-- Start --
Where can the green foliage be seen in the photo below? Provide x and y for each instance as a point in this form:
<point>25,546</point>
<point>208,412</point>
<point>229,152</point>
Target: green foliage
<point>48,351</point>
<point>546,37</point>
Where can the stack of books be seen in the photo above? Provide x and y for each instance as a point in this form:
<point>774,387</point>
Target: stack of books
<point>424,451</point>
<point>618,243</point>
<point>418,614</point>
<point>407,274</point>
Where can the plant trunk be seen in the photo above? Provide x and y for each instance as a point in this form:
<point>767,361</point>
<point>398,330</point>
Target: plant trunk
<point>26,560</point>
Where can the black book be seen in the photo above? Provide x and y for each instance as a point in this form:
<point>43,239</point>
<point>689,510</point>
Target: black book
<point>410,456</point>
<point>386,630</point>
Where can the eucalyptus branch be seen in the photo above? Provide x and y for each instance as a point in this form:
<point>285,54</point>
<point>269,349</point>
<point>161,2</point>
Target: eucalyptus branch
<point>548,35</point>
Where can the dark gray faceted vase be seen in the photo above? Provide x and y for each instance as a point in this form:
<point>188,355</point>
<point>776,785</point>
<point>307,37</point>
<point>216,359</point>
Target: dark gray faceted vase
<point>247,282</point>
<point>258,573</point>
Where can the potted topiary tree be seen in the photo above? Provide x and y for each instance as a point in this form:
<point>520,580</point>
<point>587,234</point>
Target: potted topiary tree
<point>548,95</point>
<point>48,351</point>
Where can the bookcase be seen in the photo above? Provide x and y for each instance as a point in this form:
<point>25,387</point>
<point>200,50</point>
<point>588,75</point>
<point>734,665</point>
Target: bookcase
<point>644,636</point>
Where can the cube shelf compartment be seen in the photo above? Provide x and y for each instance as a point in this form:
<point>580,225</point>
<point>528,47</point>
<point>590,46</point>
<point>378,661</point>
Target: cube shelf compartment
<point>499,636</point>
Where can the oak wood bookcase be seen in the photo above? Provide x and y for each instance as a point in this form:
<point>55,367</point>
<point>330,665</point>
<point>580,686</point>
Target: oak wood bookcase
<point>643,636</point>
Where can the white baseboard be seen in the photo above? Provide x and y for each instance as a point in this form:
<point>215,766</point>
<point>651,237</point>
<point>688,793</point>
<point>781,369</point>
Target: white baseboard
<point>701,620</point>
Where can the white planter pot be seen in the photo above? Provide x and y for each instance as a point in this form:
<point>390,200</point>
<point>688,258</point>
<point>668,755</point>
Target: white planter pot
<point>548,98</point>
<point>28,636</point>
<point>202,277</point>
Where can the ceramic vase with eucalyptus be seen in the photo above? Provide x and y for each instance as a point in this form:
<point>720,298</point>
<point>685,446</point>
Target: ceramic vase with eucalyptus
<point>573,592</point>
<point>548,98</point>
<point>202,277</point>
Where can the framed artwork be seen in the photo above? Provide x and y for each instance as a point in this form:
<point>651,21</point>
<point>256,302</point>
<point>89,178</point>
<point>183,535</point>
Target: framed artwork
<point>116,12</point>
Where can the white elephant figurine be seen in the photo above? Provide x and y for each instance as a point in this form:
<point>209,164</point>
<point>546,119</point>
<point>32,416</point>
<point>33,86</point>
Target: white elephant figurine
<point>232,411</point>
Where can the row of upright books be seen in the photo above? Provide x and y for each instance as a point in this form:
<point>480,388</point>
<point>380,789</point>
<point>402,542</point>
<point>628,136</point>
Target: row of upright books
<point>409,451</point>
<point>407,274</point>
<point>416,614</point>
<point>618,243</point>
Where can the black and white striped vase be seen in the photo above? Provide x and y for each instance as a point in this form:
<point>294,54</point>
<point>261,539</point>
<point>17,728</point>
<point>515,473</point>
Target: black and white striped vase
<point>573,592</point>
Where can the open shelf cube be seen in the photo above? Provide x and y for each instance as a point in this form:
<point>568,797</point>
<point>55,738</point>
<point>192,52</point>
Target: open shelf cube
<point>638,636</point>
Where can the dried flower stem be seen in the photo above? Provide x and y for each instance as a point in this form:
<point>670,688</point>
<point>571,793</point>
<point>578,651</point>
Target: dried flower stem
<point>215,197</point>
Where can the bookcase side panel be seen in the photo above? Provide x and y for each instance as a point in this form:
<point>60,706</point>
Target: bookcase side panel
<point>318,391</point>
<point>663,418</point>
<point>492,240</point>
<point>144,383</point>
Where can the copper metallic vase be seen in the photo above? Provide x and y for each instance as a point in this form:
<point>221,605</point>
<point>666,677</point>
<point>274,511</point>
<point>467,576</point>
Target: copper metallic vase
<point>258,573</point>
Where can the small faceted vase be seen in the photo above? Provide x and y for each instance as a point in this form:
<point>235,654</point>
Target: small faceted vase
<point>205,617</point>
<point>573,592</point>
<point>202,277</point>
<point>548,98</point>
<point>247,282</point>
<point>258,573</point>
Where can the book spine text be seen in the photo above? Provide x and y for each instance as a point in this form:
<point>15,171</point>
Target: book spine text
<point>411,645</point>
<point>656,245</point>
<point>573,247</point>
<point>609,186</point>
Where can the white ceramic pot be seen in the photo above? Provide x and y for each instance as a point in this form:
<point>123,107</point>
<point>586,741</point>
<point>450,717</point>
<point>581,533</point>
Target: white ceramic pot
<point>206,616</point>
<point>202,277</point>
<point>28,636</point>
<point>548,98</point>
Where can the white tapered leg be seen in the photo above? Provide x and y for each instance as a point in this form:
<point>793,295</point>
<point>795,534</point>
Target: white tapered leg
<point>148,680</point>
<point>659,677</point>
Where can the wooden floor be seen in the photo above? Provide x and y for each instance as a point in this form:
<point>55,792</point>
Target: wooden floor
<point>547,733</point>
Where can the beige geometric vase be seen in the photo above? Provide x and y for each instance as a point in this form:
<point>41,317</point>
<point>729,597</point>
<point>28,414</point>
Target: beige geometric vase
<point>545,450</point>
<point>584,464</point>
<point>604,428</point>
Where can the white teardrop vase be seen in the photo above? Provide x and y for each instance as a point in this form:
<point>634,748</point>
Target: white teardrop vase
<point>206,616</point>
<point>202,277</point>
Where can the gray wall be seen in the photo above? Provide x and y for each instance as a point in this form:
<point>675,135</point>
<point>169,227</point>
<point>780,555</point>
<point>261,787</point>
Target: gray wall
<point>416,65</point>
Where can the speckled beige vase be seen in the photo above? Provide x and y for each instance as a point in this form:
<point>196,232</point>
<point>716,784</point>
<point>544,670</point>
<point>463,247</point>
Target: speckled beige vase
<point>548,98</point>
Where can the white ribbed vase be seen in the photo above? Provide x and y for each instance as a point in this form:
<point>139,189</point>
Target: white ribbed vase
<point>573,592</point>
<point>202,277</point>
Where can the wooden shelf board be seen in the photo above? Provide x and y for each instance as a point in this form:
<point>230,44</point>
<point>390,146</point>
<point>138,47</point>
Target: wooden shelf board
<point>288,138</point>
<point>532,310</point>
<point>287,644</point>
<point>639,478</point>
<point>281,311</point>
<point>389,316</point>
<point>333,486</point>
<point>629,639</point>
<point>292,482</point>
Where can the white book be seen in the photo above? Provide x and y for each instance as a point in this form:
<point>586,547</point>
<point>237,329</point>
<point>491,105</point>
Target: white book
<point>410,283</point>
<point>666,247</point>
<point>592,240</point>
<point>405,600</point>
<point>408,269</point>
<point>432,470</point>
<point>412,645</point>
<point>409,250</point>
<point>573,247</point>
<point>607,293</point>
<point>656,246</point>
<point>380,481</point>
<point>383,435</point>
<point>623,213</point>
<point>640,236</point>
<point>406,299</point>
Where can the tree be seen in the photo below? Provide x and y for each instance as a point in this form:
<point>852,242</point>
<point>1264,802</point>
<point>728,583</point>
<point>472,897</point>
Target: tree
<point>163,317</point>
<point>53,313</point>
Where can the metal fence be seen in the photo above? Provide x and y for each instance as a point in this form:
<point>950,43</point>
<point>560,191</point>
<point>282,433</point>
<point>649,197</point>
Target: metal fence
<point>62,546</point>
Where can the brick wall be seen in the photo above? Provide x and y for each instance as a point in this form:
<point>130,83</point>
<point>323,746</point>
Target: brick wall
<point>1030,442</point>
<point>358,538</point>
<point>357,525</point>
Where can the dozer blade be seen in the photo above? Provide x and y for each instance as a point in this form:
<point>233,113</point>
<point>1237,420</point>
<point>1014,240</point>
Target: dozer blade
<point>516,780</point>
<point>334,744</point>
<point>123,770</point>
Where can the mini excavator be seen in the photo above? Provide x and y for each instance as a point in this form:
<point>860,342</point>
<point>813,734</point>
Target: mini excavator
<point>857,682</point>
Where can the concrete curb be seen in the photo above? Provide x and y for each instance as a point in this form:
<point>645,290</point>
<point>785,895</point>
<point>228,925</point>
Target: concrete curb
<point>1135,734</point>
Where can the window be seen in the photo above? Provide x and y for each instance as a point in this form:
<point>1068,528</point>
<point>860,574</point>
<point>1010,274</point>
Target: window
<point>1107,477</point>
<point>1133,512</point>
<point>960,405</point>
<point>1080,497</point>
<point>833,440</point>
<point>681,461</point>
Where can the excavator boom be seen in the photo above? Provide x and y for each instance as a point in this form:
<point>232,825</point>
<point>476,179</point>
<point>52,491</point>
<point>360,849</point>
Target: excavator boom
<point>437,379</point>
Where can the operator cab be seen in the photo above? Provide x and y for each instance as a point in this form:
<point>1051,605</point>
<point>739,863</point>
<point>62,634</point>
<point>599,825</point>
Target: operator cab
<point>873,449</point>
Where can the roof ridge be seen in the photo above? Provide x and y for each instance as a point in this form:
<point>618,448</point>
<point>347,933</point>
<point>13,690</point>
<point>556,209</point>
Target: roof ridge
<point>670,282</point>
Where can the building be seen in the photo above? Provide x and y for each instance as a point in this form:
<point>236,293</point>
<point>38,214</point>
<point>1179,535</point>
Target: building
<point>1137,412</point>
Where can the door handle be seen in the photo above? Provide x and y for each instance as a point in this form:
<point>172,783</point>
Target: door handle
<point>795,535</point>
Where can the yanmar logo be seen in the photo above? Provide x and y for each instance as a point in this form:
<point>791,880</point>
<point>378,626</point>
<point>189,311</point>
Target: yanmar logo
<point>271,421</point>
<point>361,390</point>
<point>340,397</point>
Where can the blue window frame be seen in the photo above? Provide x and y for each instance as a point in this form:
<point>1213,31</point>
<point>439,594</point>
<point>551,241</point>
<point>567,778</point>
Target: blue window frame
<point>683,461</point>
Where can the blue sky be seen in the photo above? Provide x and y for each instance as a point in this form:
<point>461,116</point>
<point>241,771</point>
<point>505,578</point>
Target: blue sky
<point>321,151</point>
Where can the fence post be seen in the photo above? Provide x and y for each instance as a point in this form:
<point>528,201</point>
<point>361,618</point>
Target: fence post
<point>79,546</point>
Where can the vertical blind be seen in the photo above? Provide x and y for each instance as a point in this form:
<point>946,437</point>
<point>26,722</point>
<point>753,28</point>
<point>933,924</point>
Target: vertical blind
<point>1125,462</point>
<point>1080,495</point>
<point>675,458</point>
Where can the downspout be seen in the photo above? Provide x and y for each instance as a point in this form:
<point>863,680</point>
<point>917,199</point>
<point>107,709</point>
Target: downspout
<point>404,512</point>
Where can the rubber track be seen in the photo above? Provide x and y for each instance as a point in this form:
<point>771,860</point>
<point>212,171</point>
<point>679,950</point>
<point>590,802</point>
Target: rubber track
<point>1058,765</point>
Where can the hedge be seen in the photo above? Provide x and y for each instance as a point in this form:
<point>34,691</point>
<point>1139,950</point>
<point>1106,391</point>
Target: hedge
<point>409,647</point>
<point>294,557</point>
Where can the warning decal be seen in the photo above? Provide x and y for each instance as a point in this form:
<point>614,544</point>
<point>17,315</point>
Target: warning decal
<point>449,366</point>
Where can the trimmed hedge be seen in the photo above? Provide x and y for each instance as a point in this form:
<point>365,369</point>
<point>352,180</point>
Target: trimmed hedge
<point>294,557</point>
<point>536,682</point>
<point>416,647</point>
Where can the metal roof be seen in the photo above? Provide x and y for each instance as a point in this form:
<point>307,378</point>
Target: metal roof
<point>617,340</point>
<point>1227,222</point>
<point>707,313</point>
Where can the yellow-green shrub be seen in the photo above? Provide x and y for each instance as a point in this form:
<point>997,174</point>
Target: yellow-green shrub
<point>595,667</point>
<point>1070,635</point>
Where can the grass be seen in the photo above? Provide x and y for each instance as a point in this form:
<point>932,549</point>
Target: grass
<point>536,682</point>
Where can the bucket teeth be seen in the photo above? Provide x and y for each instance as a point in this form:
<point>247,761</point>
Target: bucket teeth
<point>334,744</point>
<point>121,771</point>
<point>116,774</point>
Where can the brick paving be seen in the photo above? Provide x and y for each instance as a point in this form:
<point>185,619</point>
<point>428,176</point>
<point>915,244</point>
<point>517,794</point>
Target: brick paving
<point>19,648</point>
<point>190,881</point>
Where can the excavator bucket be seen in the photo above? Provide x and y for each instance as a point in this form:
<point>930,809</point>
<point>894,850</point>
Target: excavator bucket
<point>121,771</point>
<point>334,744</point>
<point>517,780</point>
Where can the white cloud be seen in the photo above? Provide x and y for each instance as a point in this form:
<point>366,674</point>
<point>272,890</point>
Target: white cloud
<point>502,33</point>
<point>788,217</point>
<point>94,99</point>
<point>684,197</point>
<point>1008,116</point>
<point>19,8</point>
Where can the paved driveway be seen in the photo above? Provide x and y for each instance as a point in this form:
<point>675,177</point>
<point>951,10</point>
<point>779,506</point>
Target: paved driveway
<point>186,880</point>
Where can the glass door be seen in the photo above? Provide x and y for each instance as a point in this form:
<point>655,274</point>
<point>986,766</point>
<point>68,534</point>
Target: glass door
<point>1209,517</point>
-- End --
What this task involves: Rewrite the listing above, starting at its first line and ending at the line containing "<point>499,636</point>", with "Target" swapped for "Label" and everything else unchanged.

Complete output:
Where can the green foliage be seen in the photo below? Provide x and y for each instance as a point in this form:
<point>25,546</point>
<point>208,412</point>
<point>229,152</point>
Label: green foliage
<point>48,351</point>
<point>546,37</point>
Where can the stack of books be seen in the photo above? Provide x and y for each instance as a point in this form:
<point>774,387</point>
Label: stack of books
<point>424,451</point>
<point>618,243</point>
<point>418,614</point>
<point>407,274</point>
Where can the plant trunk be seen in the photo above? Provide x and y for each instance as a point in this form:
<point>767,361</point>
<point>398,330</point>
Label: plant trunk
<point>26,560</point>
Where can the black book be seen in the photo above? Provide x and y for each instance as a point in this form:
<point>43,239</point>
<point>689,510</point>
Label: black book
<point>410,456</point>
<point>386,630</point>
Where can the eucalyptus branch be seen in the photo above? Provide x and y for each instance as a point in this form:
<point>285,54</point>
<point>269,349</point>
<point>161,2</point>
Label: eucalyptus branch
<point>548,35</point>
Where can the dark gray faceted vase be seen in the photo above? Provide x and y for each instance as a point in this form:
<point>188,355</point>
<point>776,785</point>
<point>307,37</point>
<point>216,359</point>
Label: dark gray faceted vase
<point>247,282</point>
<point>258,573</point>
Where can the potted topiary tree be seen in the photo above? Provide x and y for each instance as a point in this form:
<point>520,580</point>
<point>587,234</point>
Label: potted topiary tree
<point>548,95</point>
<point>48,351</point>
Where can the bookcase be seen in the photo above? Provide x and y for each instance as a point in this form:
<point>25,387</point>
<point>200,50</point>
<point>588,75</point>
<point>734,665</point>
Label: bookcase
<point>644,636</point>
Where can the cube shelf compartment be seen in the photo above? Provide x and y for each instance as a point in this form:
<point>580,225</point>
<point>528,47</point>
<point>590,46</point>
<point>378,661</point>
Label: cube shelf compartment
<point>499,636</point>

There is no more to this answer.